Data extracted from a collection
[Start of section]
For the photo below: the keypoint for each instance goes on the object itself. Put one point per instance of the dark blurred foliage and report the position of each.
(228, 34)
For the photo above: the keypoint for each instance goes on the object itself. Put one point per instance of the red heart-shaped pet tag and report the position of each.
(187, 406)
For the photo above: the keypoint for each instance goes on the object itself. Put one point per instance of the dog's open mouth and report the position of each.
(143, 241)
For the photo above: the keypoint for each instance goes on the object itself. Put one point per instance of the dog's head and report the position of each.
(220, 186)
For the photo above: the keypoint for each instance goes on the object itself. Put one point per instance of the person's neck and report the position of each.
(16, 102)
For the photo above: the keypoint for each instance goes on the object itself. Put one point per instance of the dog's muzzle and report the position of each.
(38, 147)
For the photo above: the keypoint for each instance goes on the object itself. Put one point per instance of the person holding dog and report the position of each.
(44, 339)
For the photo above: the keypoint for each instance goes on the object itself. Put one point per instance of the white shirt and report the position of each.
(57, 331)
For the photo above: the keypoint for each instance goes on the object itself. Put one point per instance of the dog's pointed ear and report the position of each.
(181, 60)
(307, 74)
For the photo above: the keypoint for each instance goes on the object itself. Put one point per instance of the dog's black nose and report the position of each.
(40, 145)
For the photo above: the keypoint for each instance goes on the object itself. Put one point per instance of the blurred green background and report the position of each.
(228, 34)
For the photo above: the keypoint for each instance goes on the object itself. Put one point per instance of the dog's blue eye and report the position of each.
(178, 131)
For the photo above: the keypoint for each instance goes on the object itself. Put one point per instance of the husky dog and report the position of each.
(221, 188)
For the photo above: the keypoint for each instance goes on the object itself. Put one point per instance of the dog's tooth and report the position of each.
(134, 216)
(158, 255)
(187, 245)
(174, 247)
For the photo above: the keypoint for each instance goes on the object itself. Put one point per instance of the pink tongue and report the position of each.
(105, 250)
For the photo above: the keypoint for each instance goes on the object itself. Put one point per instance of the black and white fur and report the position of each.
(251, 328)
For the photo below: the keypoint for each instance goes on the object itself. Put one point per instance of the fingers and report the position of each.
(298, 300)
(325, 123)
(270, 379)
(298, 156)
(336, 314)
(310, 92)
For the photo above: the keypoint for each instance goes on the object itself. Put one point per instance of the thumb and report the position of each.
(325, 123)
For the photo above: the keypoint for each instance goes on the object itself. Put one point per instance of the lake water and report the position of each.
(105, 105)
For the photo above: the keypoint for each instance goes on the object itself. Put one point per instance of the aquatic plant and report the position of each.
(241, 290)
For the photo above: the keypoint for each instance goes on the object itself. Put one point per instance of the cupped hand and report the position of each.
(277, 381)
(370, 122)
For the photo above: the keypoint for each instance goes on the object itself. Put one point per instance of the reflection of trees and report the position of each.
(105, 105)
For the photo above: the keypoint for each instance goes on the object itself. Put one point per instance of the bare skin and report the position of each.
[End of section]
## Task brief
Return every entry exactly as given.

## Solution to this task
For the photo below: the keypoint for each instance goes on the object itself. Put one point per instance of the dark blurred foliage and report the position of each.
(228, 34)
For the photo above: the keypoint for each instance goes on the object itself. Put one point per instance of the red heart-shaped pet tag and report the position of each.
(187, 406)
For the photo above: the keypoint for each instance goes on the object itself. Put one point per instance of the dog's open mouth and report the position of each.
(143, 241)
For the photo above: the keypoint for each instance goes on the object itself. Put one point per instance of the dog's head and report the position of each.
(220, 186)
For the photo above: the keypoint for each instance goes on the object itself. Put one point per instance of the person's neck and report the position of each.
(16, 102)
For the photo above: the keypoint for each instance goes on the object itself. Put one point per instance of the dog's muzzle and report the position of each.
(38, 147)
For the photo above: the keypoint for each instance goes on the object itself. Put one point per instance of the person holding dog and report the position of each.
(44, 339)
For the photo above: the keypoint for each instance goes on the object itself. Put one point per instance of the white shirt and report the position of each.
(57, 331)
For the photo above: the keypoint for each instance goes on the object itself. Put one point per instance of the dog's pointed ear and report the position of each.
(181, 60)
(307, 74)
For the photo above: the keypoint for each instance goes on the object itself. Put one point per instance of the dog's black nose and report the position of each.
(40, 145)
For the photo above: the keypoint for each instance goes on the object itself. Put one point per instance of the blurred green background and report the position of each.
(228, 34)
For the photo above: the keypoint for each instance goes on the object itself. Put one point per instance of the dog's blue eye and report the position of each.
(178, 131)
For the photo above: the keypoint for each instance goes on the object itself. Put one point per instance of the husky dog and report the position of each.
(221, 188)
For the photo above: the keypoint for each instance goes on the object itself. Put one point per instance of the dog's tooth and report the position of each.
(134, 216)
(158, 255)
(187, 245)
(174, 247)
For the photo above: the keypoint for each instance goes on the object itself. Put one point per instance of the pink tongue and report the position of each.
(105, 250)
For the photo above: the keypoint for each instance goes on the object itself. Put one point per instance of the black and white fur and report the position of each.
(251, 328)
For the photo below: the keypoint for each instance goes on the object itself. Put one point per instance of the fingers and report the position of each.
(298, 300)
(325, 123)
(270, 379)
(298, 156)
(336, 314)
(310, 92)
For the photo above: the keypoint for each instance goes on the object itself. Put one point per instance of the thumb and report the position of each.
(325, 123)
For the photo above: the keypoint for each instance goes on the object itself. Put one point per instance of the lake water and report the position of each.
(105, 105)
For the photo above: the keypoint for each instance goes on the object itself. Put one point per instance of the aquatic plant and report the position of each.
(241, 290)
For the photo above: the keypoint for each instance goes on the object itself. Put one point per instance of the cupped hand and report the position of each.
(277, 381)
(370, 122)
For the photo above: the keypoint for each instance goes on the object itself. Put one point per instance of the reflection of trees and report the position of each.
(105, 105)
For the photo above: the keypoint for each instance goes on the object itself. Put one point per instance of the bare skin and report the position of each.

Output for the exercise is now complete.